---------- PROVIDED PASSAGE ----------
Fnd the dimensions of the box that minimize the amount of material used.

Ok it would have a bottom that would be Length x Width,
2 sides that would be Length x Height
2 sides that would be Width x Height

Volume = L*W*H =32,000 cm 3

Surface area (without top) = L*W + 2 L * H + 2 W x H = f (something)
Then I know I’m supposed to take the derivative, but how do I do that with three variables.
 
Since the base is square you only have two variables.


The volume is \(\displaystyle \L\\V=x^{2}y=32,000\).........[1]

The surface area is \(\displaystyle \L\\S=x^{2}+4xy\).........[2]

You are minimizing [2]. So, solve [1] for y and sub into [2]. Then do the differentiating, set to 0 thing and solve for x.
 
Kristy said:
#10 Directions:
A box with a square base and open top must have a volume of 32,000 cm^3.
Fnd the dimensions of the box that minimize the amount of material used.

Thanks. I kinda missed the "square base" part too. That would have made it more obvious. Oops. As soon as I saw you x^2 I wondered why you could do that, and then....okay its square. :(

Okay, makes much more sense now.
 
galactus said:
Since the base is square you only have two variables.


The volume is \(\displaystyle \L\\V=x^{2}y=32,000\).........[1]

The surface area is \(\displaystyle \L\\S=x^{2}+4xy\).........[2]

You are minimizing [2]. So, solve [1] for y and sub into [2]. Then do the differentiating, set to 0 thing and solve for x.
----------
DIRECTIONS:
Continue the forum thread about minimizing the material for an open-top box with a square base, picking up after its last post.
---------- DATA EXTRACTS ----------
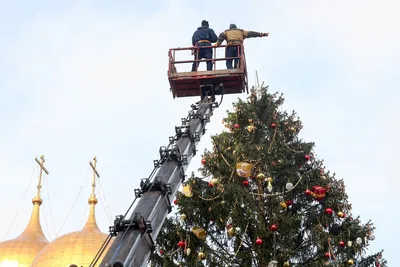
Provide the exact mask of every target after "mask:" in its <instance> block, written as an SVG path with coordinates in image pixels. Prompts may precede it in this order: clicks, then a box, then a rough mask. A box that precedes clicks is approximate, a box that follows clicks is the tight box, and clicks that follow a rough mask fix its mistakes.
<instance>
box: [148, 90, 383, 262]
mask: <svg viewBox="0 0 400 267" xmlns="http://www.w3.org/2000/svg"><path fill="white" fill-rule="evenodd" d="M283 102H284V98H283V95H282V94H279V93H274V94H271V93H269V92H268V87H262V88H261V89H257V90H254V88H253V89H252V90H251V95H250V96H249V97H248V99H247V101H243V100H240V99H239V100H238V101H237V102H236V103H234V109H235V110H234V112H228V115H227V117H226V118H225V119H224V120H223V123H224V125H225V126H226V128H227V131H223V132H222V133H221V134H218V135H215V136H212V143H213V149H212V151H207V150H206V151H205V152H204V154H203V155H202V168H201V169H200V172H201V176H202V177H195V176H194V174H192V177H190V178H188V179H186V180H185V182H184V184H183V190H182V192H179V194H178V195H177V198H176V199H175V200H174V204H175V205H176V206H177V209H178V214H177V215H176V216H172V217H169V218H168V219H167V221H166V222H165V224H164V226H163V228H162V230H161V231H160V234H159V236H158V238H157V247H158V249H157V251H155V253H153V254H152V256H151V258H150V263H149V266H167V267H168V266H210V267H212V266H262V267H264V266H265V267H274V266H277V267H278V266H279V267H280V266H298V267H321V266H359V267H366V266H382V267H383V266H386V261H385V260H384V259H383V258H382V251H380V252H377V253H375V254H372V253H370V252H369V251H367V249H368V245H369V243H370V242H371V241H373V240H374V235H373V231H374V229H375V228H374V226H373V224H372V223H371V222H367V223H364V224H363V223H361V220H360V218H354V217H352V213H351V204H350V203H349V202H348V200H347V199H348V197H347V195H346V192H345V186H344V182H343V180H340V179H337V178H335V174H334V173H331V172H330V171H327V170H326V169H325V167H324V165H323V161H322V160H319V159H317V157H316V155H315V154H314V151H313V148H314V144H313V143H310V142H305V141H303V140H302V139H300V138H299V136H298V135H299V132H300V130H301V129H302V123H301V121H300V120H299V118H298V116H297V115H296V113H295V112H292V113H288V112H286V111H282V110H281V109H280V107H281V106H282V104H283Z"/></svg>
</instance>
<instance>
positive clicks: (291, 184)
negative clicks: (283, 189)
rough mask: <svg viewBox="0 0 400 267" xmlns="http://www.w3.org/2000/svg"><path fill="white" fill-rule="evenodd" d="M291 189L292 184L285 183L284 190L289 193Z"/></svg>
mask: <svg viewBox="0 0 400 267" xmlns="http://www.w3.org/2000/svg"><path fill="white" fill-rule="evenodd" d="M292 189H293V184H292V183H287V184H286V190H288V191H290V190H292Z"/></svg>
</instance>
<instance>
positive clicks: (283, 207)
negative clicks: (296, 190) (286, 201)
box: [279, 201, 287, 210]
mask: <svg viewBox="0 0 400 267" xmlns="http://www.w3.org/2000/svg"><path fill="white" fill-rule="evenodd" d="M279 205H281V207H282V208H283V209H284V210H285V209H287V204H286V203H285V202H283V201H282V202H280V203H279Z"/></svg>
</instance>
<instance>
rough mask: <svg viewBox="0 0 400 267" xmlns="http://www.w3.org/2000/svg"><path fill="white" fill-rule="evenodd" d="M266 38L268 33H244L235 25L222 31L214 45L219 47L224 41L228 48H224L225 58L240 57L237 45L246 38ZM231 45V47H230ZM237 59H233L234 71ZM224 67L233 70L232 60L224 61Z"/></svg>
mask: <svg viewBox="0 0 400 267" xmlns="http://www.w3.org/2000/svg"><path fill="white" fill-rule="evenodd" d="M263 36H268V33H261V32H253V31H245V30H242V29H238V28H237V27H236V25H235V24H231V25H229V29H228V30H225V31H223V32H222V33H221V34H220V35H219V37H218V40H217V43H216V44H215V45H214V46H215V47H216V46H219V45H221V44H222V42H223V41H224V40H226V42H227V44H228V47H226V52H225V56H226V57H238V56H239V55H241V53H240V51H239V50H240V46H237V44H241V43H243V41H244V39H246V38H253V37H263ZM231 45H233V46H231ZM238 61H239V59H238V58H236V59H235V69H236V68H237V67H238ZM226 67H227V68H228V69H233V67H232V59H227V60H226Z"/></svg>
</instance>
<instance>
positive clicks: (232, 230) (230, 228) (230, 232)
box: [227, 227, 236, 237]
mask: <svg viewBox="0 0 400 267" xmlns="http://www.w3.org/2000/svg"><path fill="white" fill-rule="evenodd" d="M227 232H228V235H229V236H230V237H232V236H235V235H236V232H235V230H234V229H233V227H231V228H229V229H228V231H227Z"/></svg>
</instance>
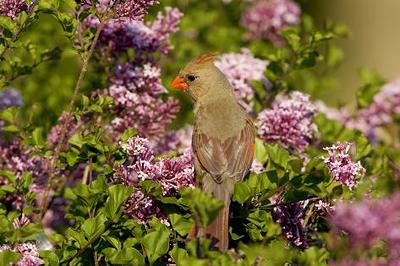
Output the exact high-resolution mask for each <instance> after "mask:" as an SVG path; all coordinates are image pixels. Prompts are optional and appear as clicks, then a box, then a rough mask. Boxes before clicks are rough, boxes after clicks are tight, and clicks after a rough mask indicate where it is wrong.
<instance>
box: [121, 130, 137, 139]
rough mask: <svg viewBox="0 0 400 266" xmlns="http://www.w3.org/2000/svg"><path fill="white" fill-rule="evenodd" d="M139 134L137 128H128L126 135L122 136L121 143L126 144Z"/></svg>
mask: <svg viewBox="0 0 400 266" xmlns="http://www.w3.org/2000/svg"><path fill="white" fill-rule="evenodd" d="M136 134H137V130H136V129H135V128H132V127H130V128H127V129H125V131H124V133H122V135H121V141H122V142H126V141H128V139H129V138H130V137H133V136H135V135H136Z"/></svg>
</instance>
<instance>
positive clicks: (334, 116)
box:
----------
---------- DATA EXTRACTS ----------
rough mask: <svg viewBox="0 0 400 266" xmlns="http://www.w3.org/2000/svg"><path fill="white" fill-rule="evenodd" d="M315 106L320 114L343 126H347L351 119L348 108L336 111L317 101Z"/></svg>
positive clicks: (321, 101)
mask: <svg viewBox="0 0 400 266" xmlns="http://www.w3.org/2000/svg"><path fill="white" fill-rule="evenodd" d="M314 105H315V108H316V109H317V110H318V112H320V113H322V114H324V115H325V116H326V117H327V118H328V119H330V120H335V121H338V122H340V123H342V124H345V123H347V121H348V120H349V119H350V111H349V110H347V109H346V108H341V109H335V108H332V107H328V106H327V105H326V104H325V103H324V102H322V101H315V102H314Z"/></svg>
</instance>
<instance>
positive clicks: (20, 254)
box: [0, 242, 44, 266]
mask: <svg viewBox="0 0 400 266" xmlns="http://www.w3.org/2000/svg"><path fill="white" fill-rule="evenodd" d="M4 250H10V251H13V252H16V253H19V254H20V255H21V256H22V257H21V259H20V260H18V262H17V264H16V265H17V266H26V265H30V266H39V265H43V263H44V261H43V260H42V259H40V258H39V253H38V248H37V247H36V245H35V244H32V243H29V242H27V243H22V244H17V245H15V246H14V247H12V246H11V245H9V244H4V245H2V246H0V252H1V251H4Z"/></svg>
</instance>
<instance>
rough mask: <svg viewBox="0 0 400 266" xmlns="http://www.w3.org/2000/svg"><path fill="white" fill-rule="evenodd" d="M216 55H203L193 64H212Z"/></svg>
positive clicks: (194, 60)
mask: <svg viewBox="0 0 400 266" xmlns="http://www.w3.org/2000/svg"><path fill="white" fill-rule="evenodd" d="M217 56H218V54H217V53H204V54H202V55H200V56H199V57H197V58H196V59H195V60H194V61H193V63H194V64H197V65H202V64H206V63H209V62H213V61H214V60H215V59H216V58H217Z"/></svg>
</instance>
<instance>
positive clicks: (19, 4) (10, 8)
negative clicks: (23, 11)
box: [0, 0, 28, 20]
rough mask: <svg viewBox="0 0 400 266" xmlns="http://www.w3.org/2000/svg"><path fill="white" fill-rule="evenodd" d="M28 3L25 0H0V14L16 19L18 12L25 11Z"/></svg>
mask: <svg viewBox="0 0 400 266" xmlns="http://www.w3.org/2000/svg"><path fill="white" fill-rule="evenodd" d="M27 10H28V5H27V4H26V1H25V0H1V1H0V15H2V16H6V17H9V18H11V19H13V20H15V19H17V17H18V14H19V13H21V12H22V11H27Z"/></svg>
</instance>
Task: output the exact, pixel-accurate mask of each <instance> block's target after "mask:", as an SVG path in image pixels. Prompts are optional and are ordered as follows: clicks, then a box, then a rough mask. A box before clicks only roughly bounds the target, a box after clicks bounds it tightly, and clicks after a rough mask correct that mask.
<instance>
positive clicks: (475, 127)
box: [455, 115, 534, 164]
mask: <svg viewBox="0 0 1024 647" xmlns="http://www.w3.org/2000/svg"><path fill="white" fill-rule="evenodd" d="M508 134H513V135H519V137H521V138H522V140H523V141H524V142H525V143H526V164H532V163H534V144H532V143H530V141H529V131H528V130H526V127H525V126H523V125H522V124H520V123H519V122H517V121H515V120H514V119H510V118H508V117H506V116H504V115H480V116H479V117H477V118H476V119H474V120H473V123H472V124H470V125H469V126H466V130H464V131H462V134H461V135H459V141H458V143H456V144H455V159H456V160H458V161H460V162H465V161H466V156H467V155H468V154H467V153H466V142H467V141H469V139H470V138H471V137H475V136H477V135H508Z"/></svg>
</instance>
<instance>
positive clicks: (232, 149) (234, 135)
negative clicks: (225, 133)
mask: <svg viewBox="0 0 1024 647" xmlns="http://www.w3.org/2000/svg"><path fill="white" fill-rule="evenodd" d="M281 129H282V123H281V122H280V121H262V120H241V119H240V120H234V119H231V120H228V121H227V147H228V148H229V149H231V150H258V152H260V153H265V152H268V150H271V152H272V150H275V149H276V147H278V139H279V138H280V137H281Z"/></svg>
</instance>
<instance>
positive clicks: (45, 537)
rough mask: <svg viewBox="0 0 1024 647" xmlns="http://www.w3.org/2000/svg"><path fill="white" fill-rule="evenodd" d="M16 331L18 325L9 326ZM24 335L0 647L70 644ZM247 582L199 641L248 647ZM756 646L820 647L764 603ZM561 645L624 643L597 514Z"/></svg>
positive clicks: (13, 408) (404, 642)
----------
RESPONSE:
solve [1] for y
The volume is \(\displaystyle \L\\V=x^{2}y=32,000\).........[1]

\(\displaystyle \L\\y = \frac{32,000}{x^{2}}\)



and sub into [2]
The surface area is \(\displaystyle \L\\S=x^{2}+4xy\).........[2]

The surface area is \(\displaystyle \L\\S=x^{2}+4x(\frac{32,000}{x^{2}})\).........[2]

The surface area is \(\displaystyle \L\\S=x^{2}+4(\frac{32,000}{x})\).........[2]

The surface area is \(\displaystyle \L\\S=x^{2}+(\frac{128,000}{x})\).........[2]

The surface area is \(\displaystyle \L\\S=x^{2}+128,000(\frac{1}{x})\).........[2]













in progress...wow this tex stuff is hard! Almost as haard as the math!
 
Yep. Now sub that into the surface area equation. It'll be entirely in terms of x and you can differentiate and all that.
 
Sorry I kept editing my post because of trying to make sure I was doing the tex right.


Kristy said:
galactus said:
Since the base is square you only have two variables.


The volume is \(\displaystyle \L\\V=x^{2}y=32,000\).........[1]

The surface area is \(\displaystyle \L\\S=x^{2}+4xy\).........[2]

You are minimizing [2]. So, solve [1] for y and sub into [2]. Then do the differentiating, set to 0 thing and solve for x.



solve [1] for y
The volume is \(\displaystyle \L\\V=x^{2}y=32,000\).........[1]

\(\displaystyle \L\\y = \frac{32,000}{x^{2}}\)



and sub into [2]
The surface area is \(\displaystyle \L\\S=x^{2}+4xy\).........[2]

The surface area is \(\displaystyle \L\\S=x^{2}+4x(\frac{32,000}{x^{2}})\).........[2]

The surface area is \(\displaystyle \L\\S=x^{2}+4(\frac{32,000}{x})\).........[2]

The surface area is \(\displaystyle \L\\S=x^{2}+(\frac{128,000}{x})\).........[2]

The surface area is \(\displaystyle \L\\S=x^{2}+128,000(\frac{1}{x})\).........[2]


in progress...wow this tex stuff is hard! Almost as haard as the math!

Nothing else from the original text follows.